#### Extract to read

Consider one of these tasks, for example, face detection. The training data in this case is composed
by a set of images that are faces and another set of images that are non-faces (_every other thing
in the world except from faces_). This training data is too complex so as to find a representation
of each sample (_feature vector_) that could make the whole set of faces linearly separable from the
whole set of non-faces.
Extension of the Optimization Problem
-------------------------------------
Remember that using SVMs we obtain a separating hyperplane. Therefore, since the training data is
now non-linearly separable, we must admit that the hyperplane found will misclassify some of the
samples. This _misclassification_ is a new variable in the optimization that must be taken into
account. The new model has to include both the old requirement of finding the hyperplane that gives
the biggest margin and the new one of generalizing the training data correctly by not allowing too
many classification errors.
We start here from the formulation of the optimization problem of finding the hyperplane which
maximizes the __margin__ (this is explained in the previous tutorial (@ref tutorial_introduction_to_svm):
\f[\min_{\beta, \beta_{0}} L(\beta) = \frac{1}{2}||\beta||^{2} \text{ subject to } y_{i}(\beta^{T} x_{i} + \beta_{0}) \geq 1 \text{ } \forall i\f]
There are multiple ways in which this model can be modified so it takes into account the
misclassification errors. For example, one could think of minimizing the same quantity plus a
constant times the number of misclassification errors in the training data, i.e.:
\f[\min ||\beta||^{2} + C \text{(\# misclassication errors)}\f]
However, this one is not a very good solution since, among some other reasons, we do not distinguish
between samples that are misclassified with a small distance to their appropriate decision region or
samples that are not. Therefore, a better solution will take into account the _distance of the
misclassified samples to their correct decision regions_, i.e.:
\f[\min ||\beta||^{2} + C \text{(distance of misclassified samples to their correct regions)}\f]
For each sample of the training data a new parameter \f$\xi_{i}\f$ is defined. Each one of these
parameters contains the distance from its corresponding training sample to their correct decision
region. The following picture shows non-linearly separable training data from two classes, a
separating hyperplane and the distances to their correct regions of the samples that are
misclassified.
![](images/sample-errors-dist.png)
@note Only the distances of the samples that are misclassified are shown in the picture. The
distances of the rest of the samples are zero since they lay already in their correct decision
region.
The red and blue lines that appear on the picture are the margins to each one of the
decision regions. It is very __important__ to realize that each of the \f$\xi_{i}\f$ goes from a
misclassified training sample to the margin of its appropriate region.

########

## Given exercise a
From the SVM passage, extract the section that begins with the words containing "Extension of the" and ends with "many classification errors.".

#### Dataset

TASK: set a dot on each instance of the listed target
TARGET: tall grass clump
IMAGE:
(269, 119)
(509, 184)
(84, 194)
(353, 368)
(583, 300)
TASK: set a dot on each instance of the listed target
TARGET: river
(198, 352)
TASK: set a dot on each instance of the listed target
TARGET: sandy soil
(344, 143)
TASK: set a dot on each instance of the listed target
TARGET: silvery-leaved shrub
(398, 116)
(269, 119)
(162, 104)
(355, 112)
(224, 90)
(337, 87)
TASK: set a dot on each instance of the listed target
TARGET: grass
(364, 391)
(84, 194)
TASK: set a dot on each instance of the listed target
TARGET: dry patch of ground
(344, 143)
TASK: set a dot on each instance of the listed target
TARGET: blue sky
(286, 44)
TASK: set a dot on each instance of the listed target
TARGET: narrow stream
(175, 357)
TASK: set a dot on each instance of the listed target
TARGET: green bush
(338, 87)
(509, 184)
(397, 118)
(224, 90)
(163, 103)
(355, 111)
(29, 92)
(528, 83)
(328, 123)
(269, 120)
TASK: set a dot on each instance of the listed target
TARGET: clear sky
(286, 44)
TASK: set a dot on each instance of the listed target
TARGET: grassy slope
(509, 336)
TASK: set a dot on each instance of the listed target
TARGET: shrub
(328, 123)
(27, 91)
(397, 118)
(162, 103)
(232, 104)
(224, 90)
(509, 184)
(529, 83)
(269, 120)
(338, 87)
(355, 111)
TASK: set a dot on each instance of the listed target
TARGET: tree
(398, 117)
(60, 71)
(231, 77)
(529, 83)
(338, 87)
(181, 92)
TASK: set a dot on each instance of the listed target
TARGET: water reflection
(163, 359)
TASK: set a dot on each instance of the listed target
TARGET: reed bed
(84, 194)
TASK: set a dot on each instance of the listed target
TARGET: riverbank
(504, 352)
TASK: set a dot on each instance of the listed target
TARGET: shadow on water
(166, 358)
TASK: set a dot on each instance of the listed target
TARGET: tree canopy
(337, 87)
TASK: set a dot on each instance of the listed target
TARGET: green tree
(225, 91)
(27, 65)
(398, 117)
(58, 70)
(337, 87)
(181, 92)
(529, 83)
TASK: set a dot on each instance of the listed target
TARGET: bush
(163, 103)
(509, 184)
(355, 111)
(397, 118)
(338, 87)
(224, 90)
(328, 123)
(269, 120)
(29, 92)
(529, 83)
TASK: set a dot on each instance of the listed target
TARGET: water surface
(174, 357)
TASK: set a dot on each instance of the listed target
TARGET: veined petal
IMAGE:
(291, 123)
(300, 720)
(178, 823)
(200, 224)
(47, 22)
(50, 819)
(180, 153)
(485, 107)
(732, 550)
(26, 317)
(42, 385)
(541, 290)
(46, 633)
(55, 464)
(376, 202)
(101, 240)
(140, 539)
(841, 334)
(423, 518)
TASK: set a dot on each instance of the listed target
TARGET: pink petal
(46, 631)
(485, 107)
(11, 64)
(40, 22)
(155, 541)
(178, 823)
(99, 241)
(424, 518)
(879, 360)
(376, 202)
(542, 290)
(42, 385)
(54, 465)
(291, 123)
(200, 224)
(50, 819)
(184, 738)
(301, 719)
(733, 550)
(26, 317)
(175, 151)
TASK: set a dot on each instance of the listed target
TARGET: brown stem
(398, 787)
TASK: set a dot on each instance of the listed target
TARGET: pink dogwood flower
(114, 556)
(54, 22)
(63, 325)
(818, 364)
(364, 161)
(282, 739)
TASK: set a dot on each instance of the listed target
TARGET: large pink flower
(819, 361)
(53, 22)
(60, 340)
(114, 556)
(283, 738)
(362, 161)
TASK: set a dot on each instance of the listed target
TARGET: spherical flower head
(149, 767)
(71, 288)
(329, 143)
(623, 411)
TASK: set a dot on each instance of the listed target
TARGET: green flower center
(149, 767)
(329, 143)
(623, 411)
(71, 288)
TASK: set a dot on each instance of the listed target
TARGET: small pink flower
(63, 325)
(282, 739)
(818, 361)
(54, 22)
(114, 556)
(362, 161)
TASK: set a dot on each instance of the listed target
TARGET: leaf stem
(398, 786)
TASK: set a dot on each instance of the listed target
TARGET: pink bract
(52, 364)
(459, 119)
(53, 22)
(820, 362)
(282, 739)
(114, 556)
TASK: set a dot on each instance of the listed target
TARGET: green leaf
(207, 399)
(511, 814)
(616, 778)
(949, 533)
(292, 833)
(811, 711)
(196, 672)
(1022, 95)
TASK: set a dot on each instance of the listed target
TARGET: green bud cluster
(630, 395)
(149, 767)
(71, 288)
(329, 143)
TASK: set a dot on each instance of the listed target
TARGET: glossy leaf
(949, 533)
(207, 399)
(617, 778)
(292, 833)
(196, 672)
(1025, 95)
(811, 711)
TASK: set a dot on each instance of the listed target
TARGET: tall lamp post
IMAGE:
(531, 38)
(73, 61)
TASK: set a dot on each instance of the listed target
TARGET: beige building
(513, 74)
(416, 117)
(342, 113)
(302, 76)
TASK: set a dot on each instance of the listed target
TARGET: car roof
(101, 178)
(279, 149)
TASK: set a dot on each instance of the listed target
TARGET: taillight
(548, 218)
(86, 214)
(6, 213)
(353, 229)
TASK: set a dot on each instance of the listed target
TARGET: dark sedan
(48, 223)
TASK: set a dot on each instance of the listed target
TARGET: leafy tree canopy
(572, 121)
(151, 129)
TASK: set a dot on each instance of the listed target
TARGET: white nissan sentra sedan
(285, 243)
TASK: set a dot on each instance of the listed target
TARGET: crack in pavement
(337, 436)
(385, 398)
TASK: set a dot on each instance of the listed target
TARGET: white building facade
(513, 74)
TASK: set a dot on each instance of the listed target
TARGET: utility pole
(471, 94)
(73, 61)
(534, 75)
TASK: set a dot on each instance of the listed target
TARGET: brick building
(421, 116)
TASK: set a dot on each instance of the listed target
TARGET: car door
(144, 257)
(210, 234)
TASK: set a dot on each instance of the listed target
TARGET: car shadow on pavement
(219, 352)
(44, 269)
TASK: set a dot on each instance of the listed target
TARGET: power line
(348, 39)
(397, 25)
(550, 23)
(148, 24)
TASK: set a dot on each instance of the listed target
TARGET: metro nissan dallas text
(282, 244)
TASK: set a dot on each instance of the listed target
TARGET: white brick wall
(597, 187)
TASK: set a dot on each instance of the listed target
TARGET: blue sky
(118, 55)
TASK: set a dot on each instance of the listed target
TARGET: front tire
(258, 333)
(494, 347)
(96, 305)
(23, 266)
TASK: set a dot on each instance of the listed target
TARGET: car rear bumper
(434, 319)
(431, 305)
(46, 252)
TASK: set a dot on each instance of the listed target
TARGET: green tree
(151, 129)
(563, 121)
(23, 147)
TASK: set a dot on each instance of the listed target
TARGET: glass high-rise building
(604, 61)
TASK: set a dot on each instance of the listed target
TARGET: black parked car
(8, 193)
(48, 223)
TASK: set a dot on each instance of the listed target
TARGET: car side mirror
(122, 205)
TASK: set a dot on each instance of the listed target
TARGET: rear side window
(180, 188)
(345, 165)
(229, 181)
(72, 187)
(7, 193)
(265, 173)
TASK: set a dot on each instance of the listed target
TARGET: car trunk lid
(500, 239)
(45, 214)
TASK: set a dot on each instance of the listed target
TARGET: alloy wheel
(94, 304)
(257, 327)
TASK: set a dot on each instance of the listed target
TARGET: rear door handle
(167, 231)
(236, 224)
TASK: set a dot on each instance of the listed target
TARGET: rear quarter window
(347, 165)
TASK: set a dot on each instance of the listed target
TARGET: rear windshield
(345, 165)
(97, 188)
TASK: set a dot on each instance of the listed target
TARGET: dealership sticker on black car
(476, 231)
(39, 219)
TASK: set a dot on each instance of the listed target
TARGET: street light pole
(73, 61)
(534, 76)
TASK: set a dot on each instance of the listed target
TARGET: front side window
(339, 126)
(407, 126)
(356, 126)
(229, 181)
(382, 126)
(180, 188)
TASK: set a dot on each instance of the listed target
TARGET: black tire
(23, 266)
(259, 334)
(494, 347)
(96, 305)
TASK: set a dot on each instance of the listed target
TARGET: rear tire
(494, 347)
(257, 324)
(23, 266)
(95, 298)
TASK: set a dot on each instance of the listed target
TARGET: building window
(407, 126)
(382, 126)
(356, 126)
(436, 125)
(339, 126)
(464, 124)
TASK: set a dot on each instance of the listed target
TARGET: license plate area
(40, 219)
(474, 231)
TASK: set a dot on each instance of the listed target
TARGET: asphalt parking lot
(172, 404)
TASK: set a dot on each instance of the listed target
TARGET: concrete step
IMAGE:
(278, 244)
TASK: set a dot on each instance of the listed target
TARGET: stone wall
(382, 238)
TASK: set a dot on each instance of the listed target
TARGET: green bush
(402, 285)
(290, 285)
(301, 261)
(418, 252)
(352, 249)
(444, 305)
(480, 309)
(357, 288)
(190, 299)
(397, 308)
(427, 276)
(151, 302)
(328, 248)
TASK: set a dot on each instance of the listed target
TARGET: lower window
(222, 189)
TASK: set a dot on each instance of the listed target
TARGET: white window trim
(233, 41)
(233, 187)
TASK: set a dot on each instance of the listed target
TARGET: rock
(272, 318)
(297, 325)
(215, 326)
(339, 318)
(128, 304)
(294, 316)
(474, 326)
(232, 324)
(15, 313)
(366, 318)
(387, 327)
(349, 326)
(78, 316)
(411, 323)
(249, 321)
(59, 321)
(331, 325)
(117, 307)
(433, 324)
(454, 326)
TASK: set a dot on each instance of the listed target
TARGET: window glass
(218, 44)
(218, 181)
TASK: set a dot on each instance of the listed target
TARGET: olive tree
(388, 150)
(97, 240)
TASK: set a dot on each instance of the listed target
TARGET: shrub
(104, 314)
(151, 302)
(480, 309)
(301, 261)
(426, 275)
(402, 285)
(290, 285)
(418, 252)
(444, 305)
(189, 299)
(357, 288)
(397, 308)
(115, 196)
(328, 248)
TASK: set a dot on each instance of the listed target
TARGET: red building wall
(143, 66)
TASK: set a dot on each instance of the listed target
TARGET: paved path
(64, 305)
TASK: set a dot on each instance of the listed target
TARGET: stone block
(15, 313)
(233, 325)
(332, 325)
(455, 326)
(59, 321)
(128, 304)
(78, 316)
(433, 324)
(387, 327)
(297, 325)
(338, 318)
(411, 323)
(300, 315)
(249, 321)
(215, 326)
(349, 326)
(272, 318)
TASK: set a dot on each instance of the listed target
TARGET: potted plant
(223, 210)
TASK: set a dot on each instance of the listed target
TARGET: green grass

########

## Given exercise b
Find every line in the records that includes the string "rear", matching case, and copy each one.

## Exercise solution a
Extension of the Optimization Problem
-------------------------------------
Remember that using SVMs we obtain a separating hyperplane. Therefore, since the training data is
now non-linearly separable, we must admit that the hyperplane found will misclassify some of the
samples. This _misclassification_ is a new variable in the optimization that must be taken into
account. The new model has to include both the old requirement of finding the hyperplane that gives
the biggest margin and the new one of generalizing the training data correctly by not allowing too
many classification errors.

## Exercise solution b
TARGET: car rear bumper
TARGET: rear side window
TARGET: rear door handle
TARGET: rear quarter window
TARGET: rear windshield
TARGET: rear tire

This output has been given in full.